(Object pointing dataset rows)
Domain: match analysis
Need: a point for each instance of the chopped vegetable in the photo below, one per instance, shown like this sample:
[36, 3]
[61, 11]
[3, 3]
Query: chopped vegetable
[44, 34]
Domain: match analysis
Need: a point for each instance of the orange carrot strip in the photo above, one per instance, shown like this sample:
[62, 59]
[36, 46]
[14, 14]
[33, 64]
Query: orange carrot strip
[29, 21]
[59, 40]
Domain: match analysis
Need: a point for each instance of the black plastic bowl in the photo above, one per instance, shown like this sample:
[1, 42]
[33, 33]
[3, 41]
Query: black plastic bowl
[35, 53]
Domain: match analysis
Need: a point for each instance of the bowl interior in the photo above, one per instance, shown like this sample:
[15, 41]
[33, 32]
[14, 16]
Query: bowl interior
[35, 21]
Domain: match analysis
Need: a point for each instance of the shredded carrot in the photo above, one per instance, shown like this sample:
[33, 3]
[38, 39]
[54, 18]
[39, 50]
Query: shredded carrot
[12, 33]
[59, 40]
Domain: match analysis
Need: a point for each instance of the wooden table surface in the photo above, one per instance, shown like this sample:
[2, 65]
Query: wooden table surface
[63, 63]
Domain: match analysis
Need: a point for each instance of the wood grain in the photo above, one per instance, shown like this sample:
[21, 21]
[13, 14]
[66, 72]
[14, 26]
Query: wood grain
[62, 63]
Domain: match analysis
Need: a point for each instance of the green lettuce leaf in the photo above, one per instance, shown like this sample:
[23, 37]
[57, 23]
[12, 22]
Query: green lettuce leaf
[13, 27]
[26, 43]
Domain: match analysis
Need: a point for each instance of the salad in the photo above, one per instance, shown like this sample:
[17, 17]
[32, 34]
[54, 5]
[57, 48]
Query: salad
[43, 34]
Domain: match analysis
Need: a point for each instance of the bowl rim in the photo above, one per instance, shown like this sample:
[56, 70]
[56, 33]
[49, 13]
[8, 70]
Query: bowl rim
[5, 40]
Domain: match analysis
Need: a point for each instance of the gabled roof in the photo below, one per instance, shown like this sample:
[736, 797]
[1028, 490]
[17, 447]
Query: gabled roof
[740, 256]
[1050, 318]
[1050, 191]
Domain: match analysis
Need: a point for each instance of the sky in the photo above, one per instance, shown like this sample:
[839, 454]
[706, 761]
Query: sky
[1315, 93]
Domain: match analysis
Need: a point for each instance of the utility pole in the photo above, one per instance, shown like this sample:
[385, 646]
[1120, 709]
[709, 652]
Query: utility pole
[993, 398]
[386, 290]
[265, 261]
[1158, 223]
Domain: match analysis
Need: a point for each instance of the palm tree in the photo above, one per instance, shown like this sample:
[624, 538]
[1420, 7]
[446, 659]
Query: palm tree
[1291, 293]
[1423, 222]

* [Written request]
Restate the data above exactly, keeping each word as it stands.

* [Response]
Domain: match analysis
Need: a point for each instance of the chopped vegetable in the photo below, one per instance, shown like this sample:
[36, 3]
[61, 11]
[3, 3]
Query: chopped vegetable
[44, 34]
Domain: match analysis
Need: a point for each instance of the orange carrot strip in the photo above, one per instance, shown like this sample:
[62, 59]
[36, 46]
[14, 14]
[33, 64]
Query: orange carrot strip
[29, 21]
[59, 40]
Domain: match analysis
Need: a point for each instance of the black plastic bowl in the photo above, one per instance, shown like this sample:
[1, 42]
[33, 33]
[3, 41]
Query: black plastic bowl
[35, 53]
Domain: match analysis
Need: a point for each instance of the bowl interior in the photo above, one per instance, shown like this sample:
[15, 41]
[33, 32]
[14, 16]
Query: bowl interior
[35, 21]
Domain: match analysis
Need: a point for each instance of the shredded carrot in the photo above, one per instance, shown like this sample:
[33, 3]
[38, 39]
[54, 18]
[39, 50]
Query: shredded carrot
[12, 33]
[59, 40]
Domain: match analysis
Need: a point for each instance of the wooden table surface in the photo above, one per instance, shown like this sample:
[2, 65]
Query: wooden table surface
[63, 63]
Domain: match analysis
Need: a point for each instance of the wood grain in the photo above, one per instance, shown like this sample:
[21, 21]
[13, 14]
[66, 72]
[14, 26]
Query: wood grain
[62, 63]
Domain: match analysis
Need: a point for each instance of the green lettuce leaf in the photo above, one per instance, shown like this sample:
[23, 37]
[57, 23]
[12, 22]
Query: green lettuce leaf
[13, 27]
[26, 43]
Domain: match analysis
Need: a point for each instance of the salad in the photo above, one per instance, shown like this sample:
[17, 17]
[32, 34]
[54, 5]
[57, 48]
Query: salad
[43, 34]
Domain: match analysis
Need: a point for each instance of the bowl rim in the photo above, one per instance, shown like this sample:
[56, 70]
[56, 33]
[49, 13]
[8, 70]
Query: bowl rim
[5, 40]
Domain: match analysis
Need: a point for each instance of the gabled roof in the photo below, one per instance, shown like this sample:
[736, 797]
[1028, 490]
[17, 447]
Query: gabled roof
[740, 256]
[1050, 318]
[1050, 191]
Domain: match analysis
Need: a point for each instance of the sky in the photo above, one per instance, shown like this sample:
[839, 454]
[706, 761]
Query: sky
[1315, 93]
Domain: match analysis
Need: a point for each instance of the utility pole in the photo above, one per instance, shown like this sample:
[385, 646]
[1120, 709]
[709, 652]
Query: utility pole
[993, 398]
[386, 290]
[265, 261]
[1158, 223]
Domain: match analysis
Need: a point for each instance of the palm tree in the photo above, one per instance, shown like this sample:
[624, 538]
[1420, 7]
[446, 659]
Query: palm tree
[1291, 293]
[1423, 222]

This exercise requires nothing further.